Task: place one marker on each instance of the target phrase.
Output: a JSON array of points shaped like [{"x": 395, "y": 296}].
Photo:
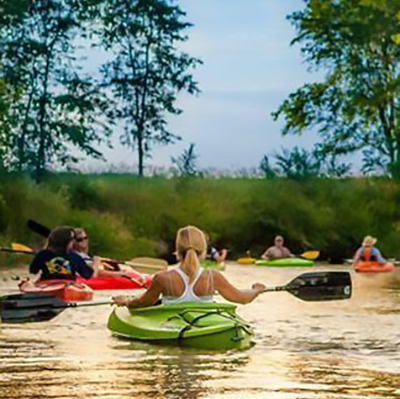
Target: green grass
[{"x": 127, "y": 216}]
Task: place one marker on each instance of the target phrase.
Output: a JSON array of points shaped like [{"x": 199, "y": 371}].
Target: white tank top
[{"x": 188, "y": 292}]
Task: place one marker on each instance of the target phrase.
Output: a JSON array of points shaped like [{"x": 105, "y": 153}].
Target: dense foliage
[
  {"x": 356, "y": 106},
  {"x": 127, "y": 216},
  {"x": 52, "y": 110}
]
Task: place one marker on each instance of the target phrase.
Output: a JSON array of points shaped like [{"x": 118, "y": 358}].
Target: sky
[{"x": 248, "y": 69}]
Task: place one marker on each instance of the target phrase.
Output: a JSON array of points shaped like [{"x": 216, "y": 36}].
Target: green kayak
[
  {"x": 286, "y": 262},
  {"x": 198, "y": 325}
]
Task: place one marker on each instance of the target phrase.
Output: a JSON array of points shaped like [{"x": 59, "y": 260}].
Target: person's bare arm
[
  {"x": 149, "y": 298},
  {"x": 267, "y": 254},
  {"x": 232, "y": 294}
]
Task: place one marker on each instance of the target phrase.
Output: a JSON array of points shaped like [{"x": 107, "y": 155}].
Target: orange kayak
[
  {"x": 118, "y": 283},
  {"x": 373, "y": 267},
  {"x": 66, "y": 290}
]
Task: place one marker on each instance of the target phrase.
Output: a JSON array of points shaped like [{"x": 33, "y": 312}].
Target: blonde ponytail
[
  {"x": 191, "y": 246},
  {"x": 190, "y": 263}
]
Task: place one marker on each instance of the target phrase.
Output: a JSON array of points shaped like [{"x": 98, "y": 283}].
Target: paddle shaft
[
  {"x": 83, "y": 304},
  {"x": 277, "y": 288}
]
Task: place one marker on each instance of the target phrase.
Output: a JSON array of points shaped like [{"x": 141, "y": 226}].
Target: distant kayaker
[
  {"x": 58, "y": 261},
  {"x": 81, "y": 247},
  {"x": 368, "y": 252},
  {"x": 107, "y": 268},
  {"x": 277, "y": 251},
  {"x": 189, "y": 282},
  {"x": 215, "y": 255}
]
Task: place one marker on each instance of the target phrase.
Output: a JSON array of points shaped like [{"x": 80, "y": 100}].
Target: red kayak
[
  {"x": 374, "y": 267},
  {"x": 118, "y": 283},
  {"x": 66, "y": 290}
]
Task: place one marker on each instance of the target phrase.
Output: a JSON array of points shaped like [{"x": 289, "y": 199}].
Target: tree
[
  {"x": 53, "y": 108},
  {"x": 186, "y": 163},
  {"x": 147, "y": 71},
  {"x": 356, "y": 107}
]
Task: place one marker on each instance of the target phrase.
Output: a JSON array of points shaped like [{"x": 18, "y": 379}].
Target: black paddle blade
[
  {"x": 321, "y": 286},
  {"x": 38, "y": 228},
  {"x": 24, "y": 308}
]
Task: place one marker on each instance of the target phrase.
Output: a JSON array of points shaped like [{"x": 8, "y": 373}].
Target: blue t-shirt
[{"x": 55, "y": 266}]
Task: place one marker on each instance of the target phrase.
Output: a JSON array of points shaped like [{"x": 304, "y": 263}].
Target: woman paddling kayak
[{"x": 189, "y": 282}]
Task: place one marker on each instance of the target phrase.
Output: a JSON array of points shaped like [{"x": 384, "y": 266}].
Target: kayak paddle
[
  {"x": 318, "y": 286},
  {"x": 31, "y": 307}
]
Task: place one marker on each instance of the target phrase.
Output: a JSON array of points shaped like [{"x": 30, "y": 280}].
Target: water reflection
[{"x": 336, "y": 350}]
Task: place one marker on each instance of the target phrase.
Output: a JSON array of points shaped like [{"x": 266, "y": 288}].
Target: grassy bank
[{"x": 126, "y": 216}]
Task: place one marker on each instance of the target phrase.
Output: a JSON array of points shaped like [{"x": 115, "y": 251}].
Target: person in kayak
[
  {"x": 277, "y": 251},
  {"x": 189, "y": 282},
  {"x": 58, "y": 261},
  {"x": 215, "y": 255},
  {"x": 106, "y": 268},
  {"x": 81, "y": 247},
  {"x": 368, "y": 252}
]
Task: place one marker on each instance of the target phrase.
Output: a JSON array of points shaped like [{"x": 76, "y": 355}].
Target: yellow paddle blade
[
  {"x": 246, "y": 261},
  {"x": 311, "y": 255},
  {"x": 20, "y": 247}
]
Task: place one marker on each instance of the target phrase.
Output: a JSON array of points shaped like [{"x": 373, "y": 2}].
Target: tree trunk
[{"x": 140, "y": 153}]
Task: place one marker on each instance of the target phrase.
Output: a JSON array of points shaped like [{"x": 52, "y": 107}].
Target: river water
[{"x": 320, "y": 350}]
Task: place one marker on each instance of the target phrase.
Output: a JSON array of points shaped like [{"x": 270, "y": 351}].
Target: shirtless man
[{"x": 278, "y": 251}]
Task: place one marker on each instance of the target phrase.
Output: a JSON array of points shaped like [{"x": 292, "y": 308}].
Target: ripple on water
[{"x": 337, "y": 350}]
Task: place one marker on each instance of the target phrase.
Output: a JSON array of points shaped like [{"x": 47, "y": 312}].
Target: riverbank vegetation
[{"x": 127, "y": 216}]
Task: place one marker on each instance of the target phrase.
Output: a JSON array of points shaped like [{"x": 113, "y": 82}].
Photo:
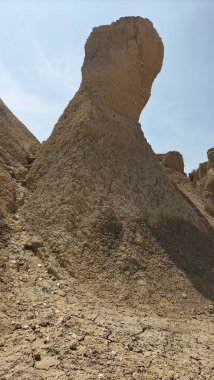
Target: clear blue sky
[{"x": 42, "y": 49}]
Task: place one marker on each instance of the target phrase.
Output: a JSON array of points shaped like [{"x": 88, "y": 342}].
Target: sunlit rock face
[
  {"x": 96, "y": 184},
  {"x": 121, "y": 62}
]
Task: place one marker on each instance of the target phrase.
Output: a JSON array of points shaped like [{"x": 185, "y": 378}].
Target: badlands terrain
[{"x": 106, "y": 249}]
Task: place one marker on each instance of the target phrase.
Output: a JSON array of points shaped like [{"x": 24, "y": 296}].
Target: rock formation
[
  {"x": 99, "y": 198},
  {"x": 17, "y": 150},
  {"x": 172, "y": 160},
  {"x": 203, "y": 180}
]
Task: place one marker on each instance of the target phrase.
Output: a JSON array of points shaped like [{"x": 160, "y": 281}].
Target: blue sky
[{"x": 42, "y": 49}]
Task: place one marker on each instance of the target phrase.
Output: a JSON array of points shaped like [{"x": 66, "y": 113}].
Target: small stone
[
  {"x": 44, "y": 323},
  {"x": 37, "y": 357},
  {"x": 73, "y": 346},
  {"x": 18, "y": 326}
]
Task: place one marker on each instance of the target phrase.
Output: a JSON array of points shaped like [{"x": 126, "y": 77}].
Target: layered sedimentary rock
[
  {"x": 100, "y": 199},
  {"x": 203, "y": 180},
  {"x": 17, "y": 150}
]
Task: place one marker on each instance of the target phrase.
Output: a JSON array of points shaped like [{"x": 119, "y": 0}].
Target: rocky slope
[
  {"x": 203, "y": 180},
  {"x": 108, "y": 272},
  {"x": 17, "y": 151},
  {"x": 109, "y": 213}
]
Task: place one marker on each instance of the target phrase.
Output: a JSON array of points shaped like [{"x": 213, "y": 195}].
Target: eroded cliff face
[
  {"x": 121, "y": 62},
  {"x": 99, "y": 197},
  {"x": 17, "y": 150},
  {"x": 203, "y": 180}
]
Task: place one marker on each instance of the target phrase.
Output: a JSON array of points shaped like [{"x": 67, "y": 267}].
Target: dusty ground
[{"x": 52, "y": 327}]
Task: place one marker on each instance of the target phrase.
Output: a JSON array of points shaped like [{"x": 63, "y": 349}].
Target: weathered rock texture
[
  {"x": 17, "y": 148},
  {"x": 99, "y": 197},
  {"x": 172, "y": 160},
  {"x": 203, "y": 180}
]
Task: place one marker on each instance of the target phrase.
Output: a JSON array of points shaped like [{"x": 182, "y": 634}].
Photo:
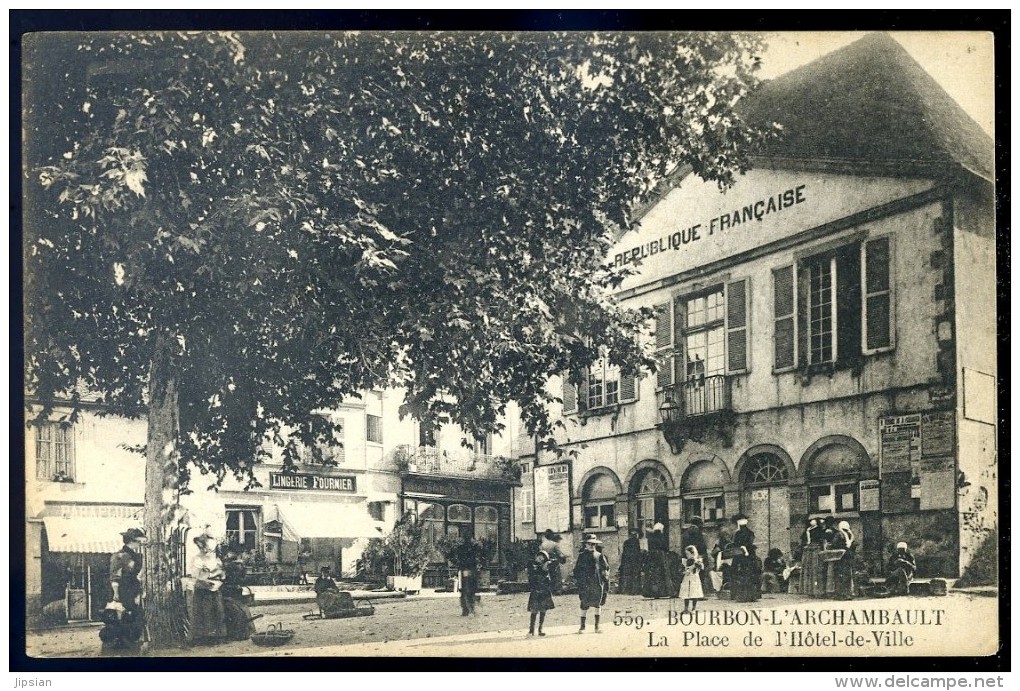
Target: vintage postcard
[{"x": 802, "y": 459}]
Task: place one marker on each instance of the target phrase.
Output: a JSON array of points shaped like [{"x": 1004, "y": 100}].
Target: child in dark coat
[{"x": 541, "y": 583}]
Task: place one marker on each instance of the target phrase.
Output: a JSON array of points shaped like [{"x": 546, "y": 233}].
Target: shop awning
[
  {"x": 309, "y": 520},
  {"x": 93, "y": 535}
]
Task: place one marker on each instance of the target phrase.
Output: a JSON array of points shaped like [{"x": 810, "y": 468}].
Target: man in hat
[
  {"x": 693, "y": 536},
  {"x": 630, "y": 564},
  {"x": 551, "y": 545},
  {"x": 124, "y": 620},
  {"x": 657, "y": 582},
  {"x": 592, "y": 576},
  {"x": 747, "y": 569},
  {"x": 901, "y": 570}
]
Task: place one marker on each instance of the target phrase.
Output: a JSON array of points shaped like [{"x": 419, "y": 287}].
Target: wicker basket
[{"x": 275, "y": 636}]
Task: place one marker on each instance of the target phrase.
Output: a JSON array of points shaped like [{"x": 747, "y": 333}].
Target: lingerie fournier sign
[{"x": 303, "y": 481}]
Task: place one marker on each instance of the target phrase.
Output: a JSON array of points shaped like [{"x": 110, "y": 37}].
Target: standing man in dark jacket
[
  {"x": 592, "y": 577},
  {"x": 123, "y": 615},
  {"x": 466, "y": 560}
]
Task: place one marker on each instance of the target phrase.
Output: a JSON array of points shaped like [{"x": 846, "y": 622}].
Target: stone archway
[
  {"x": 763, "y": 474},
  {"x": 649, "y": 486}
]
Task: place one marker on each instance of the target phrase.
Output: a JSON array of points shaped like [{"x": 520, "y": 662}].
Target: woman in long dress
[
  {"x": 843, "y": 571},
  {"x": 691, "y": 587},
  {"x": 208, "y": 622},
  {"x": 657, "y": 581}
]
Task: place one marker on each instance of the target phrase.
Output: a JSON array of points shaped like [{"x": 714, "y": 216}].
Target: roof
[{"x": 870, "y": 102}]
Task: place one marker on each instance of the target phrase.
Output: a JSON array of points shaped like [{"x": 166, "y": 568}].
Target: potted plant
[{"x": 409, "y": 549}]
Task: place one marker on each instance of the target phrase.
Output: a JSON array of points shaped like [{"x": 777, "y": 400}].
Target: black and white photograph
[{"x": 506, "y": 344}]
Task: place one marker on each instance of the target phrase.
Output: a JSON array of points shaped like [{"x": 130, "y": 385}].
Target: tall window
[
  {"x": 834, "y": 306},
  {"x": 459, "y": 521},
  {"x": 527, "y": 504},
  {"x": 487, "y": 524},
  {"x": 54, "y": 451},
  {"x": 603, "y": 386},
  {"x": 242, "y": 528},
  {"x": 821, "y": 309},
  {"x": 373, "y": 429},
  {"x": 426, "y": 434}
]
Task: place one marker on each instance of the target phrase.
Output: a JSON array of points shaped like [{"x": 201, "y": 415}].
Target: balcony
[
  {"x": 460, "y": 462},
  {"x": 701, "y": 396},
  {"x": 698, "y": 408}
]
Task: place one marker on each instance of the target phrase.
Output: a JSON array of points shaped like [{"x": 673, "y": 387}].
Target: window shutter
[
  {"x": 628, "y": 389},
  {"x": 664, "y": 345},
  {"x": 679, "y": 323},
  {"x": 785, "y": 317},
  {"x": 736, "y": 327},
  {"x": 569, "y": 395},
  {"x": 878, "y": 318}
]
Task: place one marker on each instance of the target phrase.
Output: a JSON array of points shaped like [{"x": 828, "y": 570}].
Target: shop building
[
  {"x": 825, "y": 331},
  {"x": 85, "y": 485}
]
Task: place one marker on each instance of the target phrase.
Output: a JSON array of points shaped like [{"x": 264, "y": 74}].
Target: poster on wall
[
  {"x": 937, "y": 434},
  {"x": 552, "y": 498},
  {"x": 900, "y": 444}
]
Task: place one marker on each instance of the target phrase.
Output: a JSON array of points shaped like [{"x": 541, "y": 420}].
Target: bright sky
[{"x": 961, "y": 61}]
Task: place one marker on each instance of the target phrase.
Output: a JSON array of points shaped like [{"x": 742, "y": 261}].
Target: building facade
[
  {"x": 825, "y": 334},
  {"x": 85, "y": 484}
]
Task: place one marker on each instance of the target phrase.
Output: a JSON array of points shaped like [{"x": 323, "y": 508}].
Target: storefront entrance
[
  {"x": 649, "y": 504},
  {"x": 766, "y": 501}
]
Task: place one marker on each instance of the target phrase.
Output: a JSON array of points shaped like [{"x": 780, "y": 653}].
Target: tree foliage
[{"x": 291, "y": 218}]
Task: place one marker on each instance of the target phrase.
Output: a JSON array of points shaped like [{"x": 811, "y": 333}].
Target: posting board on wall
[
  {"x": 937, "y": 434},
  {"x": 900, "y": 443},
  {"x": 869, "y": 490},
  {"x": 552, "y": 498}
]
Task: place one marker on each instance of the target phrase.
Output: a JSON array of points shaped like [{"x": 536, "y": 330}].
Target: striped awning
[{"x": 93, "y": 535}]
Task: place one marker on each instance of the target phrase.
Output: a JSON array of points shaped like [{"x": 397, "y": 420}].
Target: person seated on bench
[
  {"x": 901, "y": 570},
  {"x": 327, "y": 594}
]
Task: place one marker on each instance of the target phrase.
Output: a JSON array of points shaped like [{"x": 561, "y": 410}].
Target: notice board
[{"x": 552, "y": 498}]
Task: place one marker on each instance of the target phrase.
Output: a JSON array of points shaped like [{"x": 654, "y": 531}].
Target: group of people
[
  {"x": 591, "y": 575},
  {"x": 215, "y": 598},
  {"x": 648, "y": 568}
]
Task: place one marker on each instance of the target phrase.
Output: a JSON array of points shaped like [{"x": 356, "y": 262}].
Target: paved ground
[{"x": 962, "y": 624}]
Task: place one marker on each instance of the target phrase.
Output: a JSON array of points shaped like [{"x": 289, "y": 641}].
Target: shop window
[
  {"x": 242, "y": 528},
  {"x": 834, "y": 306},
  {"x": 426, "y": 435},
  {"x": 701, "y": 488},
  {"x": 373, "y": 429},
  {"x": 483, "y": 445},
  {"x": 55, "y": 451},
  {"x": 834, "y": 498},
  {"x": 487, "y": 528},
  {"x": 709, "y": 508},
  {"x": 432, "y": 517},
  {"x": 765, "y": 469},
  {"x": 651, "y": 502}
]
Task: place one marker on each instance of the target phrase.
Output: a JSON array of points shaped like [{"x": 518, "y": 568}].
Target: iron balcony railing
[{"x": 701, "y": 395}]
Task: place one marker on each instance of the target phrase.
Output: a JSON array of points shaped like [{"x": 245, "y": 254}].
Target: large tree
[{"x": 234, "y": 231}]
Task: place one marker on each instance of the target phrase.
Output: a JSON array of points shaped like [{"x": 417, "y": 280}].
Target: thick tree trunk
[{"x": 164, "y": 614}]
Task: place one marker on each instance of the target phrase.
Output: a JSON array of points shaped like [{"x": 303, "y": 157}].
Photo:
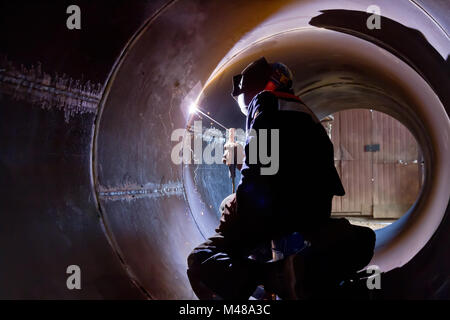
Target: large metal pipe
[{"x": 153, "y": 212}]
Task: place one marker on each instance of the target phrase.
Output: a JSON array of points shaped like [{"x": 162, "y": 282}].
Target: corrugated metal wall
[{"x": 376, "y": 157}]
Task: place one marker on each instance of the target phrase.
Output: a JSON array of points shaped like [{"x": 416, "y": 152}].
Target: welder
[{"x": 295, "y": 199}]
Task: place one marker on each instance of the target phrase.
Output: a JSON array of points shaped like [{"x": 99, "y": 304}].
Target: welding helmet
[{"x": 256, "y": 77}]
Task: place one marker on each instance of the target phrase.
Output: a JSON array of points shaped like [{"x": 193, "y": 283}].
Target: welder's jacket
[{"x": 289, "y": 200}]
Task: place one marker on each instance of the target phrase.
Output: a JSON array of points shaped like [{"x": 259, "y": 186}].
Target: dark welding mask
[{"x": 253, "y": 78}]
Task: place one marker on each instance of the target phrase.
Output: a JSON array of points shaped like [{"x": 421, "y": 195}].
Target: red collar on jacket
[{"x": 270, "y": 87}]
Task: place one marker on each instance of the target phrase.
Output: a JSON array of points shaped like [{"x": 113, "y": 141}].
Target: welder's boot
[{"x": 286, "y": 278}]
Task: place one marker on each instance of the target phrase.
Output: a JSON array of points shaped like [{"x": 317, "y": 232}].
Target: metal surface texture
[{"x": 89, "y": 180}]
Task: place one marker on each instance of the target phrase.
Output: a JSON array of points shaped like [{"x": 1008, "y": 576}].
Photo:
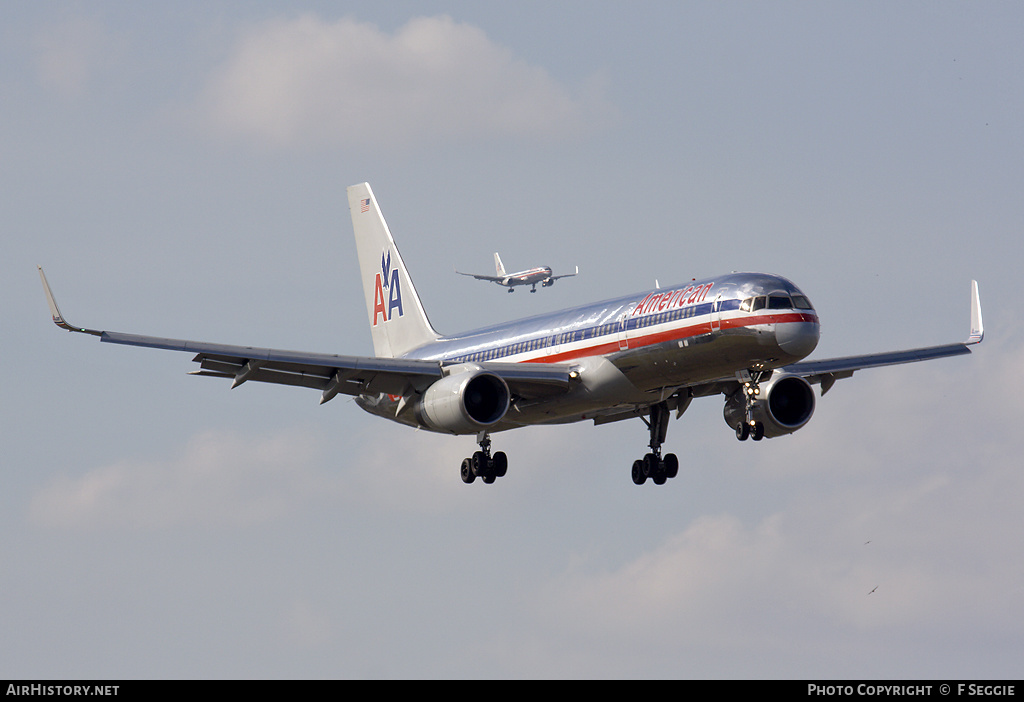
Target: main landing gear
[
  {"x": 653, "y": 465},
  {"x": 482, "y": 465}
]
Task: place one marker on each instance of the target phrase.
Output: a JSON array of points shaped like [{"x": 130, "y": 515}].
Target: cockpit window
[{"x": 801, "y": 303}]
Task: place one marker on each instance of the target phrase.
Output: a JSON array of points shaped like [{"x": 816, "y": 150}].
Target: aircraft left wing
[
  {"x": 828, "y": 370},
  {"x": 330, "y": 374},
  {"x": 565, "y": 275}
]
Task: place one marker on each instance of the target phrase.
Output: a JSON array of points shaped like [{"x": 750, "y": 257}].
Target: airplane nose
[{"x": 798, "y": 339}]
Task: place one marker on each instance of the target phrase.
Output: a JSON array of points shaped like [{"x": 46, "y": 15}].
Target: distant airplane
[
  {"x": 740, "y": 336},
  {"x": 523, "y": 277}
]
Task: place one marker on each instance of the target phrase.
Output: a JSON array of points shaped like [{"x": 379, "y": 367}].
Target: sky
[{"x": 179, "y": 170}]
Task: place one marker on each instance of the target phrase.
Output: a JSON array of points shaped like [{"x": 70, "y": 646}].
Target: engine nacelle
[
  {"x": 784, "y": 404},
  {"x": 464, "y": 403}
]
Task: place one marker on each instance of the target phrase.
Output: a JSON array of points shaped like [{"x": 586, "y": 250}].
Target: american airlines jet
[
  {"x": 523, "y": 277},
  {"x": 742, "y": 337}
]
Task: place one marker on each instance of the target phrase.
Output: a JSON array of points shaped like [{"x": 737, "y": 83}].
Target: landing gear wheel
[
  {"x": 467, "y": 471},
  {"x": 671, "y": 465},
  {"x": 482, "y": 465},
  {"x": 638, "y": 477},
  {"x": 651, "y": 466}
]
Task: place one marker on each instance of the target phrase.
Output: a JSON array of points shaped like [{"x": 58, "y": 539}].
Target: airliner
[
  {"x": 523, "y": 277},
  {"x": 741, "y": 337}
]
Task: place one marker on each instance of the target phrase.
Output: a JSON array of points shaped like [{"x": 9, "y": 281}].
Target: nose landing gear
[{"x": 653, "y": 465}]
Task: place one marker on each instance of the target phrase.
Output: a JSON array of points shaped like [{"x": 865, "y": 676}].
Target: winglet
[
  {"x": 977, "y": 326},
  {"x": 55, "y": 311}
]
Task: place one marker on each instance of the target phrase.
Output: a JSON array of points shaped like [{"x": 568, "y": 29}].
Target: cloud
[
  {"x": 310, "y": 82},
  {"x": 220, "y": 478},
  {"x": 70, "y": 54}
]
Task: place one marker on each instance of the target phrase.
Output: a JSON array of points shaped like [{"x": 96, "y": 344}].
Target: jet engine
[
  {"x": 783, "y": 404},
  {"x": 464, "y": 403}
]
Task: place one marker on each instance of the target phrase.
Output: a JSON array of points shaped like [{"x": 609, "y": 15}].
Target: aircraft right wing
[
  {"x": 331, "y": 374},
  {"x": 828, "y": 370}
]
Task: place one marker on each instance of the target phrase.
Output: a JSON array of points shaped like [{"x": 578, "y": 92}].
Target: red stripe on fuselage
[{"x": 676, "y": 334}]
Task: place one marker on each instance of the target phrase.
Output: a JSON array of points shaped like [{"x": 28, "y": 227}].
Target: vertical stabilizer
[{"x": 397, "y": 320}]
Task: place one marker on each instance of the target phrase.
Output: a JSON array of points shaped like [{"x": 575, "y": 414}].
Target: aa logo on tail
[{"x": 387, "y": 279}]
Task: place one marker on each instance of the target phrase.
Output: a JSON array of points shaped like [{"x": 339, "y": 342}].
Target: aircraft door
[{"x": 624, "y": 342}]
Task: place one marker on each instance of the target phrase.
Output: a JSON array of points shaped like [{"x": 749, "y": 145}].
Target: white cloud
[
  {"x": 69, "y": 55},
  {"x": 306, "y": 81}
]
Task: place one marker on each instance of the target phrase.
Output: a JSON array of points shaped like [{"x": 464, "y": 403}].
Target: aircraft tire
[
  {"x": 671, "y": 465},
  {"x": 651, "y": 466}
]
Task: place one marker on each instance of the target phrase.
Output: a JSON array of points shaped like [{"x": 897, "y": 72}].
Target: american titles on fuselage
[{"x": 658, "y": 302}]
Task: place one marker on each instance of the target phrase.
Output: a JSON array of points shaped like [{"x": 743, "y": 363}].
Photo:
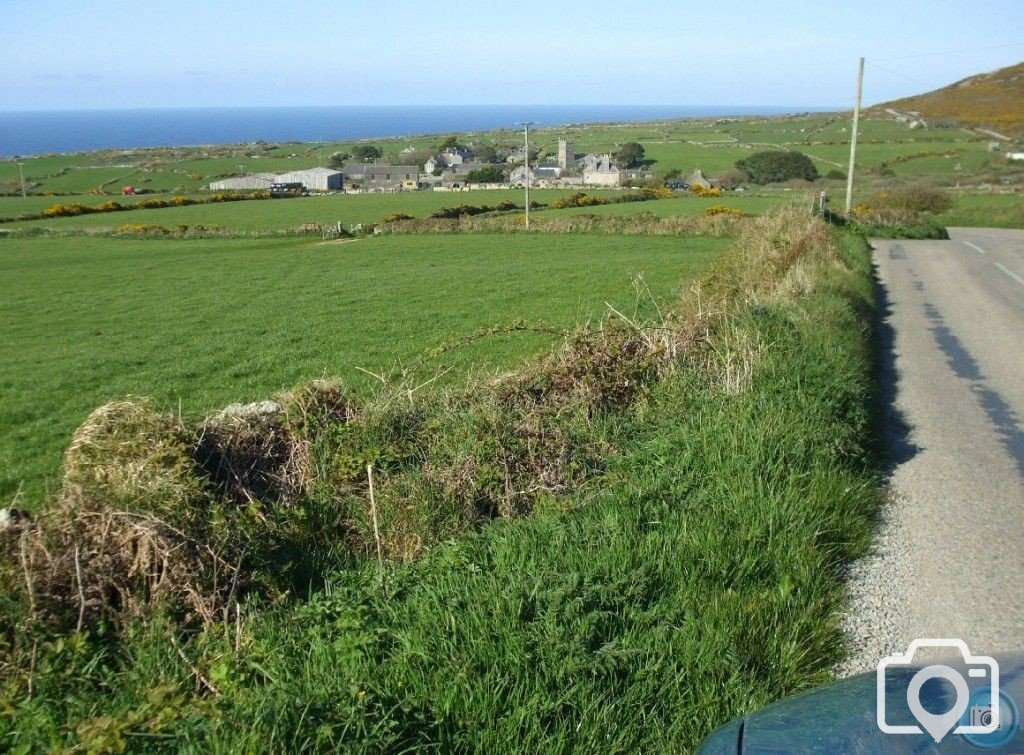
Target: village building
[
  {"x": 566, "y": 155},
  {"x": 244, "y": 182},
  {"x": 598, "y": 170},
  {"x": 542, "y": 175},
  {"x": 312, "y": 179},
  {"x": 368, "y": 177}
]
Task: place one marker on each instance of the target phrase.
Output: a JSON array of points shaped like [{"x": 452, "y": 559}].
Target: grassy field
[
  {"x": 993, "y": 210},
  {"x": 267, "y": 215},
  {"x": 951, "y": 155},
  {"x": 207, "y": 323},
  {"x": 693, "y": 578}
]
● ● ● ● ● ● ●
THE REQUEST: Which lines in the entries above contain the word "fuselage"? Copy each such line in full.

ANSWER TO THIS PROBLEM:
Target: red stripe on fuselage
Target: american titles on fuselage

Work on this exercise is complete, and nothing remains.